The task: The reply should be an exact repeat of the listing, with no pictures in it.
[[ Data for analysis open ]]
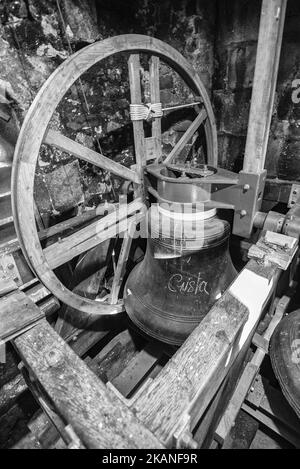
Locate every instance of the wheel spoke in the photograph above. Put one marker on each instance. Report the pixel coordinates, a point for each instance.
(57, 139)
(123, 257)
(155, 98)
(138, 127)
(186, 136)
(116, 222)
[[ Data for analysis closed ]]
Expected answer:
Locate every instance of the wheel spoke in the photograph above. Put one marker on each instance. Report the pixel coordinates, a point for each instance.
(57, 139)
(123, 257)
(155, 98)
(138, 127)
(186, 136)
(116, 222)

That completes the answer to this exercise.